Required task 1 - Count the lines of the records below that contain the word "wristwatch", and give only that number.

Passage given -

Postby Katare » 09 Oct 2018 19:57

One can see Pakistan's current economic problem and why SA and China are not willing to help in following analogy...

Lets say Pak economy is a 10 gallon fish tank that needs to maintain certain level of water in it for fishes to survive. The tank has a fresh supply of water from a faucet but also have major leaks (some planned some unauthorized) that add up to more than what the faucet can supply. Net result is that the Paki tank is loosing the water level at alarming rate. To solve this Pakistan goes to its friends/sugar daddies i.e. China and KSA to ask can you please help us by adding a gallon or two of water into my tank, I am close to running out. The Chinese and SA would point out that adding couple of gallon of our water would not help you, at best it would only delay the inevitable for a few months.

There are only two solutions -

1) Add another faucet with continuous supply of water to the tank to stabilize the water level. No one's going to sign up for free dole of those magnitudes for eternity. The fresh supply must come from the tank itself by way of better and sustained tax revenue generations and Rupee depreciation.

Information provided -
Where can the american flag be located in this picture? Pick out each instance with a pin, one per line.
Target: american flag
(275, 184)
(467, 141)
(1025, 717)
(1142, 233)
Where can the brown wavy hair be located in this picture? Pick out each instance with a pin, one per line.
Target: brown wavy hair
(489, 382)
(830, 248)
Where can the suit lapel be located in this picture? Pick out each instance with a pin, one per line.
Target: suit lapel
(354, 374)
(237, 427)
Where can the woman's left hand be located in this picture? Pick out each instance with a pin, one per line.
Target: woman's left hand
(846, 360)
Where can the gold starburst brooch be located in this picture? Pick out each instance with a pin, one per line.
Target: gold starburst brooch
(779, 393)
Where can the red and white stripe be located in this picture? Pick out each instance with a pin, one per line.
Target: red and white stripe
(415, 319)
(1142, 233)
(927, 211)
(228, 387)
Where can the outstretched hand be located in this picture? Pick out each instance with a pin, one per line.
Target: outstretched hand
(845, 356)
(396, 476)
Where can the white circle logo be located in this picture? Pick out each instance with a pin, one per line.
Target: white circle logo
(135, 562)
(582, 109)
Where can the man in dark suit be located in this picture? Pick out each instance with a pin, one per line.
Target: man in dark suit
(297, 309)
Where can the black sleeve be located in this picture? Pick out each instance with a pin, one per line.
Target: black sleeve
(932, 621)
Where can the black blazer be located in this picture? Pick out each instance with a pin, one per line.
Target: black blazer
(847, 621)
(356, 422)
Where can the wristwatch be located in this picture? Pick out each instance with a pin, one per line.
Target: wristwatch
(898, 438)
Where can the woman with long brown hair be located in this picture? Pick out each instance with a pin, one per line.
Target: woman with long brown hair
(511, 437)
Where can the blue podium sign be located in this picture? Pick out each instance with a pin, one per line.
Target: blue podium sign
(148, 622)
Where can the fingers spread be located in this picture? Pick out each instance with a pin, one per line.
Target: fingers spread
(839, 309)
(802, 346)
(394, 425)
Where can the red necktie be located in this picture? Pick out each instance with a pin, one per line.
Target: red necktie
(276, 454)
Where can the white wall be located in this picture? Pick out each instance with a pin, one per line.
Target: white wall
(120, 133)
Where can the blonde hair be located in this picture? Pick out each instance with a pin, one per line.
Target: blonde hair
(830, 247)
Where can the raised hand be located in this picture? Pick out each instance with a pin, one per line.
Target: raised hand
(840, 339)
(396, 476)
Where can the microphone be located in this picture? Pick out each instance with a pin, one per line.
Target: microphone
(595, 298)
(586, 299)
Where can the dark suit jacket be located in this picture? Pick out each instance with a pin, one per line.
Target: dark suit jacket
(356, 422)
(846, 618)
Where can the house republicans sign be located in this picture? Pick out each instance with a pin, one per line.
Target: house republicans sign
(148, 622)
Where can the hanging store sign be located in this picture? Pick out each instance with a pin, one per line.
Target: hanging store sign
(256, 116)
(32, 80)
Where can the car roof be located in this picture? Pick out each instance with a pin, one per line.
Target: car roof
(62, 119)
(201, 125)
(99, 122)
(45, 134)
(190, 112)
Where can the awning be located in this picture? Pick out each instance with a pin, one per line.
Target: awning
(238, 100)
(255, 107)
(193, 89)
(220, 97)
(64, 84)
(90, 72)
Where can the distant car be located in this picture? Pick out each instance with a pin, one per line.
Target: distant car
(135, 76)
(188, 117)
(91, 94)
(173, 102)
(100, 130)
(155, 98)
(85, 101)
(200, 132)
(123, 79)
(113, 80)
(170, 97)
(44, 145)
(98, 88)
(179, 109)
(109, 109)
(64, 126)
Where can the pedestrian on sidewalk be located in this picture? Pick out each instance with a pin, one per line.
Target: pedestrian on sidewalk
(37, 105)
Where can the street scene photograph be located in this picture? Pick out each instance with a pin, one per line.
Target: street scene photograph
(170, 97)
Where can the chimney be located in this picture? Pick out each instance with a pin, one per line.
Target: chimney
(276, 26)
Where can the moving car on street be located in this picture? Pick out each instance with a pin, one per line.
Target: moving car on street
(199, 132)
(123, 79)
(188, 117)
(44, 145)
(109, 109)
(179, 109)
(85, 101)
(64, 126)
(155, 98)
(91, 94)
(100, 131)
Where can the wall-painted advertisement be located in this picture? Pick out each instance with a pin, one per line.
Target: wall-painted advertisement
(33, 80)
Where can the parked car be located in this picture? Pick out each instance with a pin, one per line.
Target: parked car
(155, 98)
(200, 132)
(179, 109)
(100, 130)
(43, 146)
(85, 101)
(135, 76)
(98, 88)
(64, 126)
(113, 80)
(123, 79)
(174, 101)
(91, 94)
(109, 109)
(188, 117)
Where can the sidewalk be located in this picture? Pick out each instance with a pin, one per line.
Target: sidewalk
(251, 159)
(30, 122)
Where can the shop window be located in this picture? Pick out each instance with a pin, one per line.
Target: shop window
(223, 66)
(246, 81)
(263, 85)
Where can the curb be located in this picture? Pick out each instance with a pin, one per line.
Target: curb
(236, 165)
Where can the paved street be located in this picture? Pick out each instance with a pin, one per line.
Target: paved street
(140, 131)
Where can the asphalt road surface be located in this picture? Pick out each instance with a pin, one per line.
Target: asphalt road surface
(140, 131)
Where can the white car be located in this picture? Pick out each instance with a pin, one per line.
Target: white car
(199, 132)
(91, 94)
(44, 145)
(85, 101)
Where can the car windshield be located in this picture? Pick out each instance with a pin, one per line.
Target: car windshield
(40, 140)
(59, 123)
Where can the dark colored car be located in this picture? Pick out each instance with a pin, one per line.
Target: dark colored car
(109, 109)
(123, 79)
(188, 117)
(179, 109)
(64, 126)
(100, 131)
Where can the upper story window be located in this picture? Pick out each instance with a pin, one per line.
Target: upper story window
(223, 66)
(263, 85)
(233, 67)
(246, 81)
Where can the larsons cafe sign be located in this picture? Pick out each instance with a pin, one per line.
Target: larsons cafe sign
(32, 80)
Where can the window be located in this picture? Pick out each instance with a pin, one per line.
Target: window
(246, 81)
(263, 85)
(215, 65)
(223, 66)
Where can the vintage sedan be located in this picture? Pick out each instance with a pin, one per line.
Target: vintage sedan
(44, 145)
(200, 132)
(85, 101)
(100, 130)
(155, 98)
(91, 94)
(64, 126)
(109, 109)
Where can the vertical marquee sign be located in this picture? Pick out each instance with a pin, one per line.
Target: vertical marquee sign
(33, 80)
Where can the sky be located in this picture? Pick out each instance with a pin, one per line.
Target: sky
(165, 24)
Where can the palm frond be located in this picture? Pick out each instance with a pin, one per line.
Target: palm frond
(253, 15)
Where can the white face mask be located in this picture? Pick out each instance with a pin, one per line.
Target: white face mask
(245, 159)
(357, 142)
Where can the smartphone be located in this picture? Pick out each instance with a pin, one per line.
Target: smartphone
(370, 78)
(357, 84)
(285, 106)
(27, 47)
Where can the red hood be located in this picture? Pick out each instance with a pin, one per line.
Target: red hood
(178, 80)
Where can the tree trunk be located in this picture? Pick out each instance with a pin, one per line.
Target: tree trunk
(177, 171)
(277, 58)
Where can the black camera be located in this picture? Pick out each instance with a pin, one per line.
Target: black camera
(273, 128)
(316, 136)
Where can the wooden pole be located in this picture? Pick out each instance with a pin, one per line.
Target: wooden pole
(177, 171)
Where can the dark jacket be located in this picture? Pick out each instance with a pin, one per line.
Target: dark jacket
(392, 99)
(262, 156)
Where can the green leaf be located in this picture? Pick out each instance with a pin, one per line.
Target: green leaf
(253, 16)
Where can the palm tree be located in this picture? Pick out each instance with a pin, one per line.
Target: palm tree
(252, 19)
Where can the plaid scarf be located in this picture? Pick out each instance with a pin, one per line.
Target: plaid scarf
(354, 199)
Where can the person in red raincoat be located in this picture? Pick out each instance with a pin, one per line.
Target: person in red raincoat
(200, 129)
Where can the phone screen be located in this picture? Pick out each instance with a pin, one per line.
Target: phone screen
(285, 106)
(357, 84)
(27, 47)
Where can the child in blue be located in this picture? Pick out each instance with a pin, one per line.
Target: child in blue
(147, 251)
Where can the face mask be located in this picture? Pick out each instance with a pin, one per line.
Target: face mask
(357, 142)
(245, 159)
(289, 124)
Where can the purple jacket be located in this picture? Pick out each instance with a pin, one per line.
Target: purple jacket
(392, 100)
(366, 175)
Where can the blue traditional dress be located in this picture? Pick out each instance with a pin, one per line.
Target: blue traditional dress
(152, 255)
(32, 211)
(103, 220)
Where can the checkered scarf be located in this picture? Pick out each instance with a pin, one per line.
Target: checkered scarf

Required task 2 - Please reproduce verbatim the passage of the post on Pakistan's economy above, starting with "1) Add another" and going on through "and Rupee depreciation.".

Correct response 1 - 2

Correct response 2 -
1) Add another faucet with continuous supply of water to the tank to stabilize the water level. No one's going to sign up for free dole of those magnitudes for eternity. The fresh supply must come from the tank itself by way of better and sustained tax revenue generations and Rupee depreciation.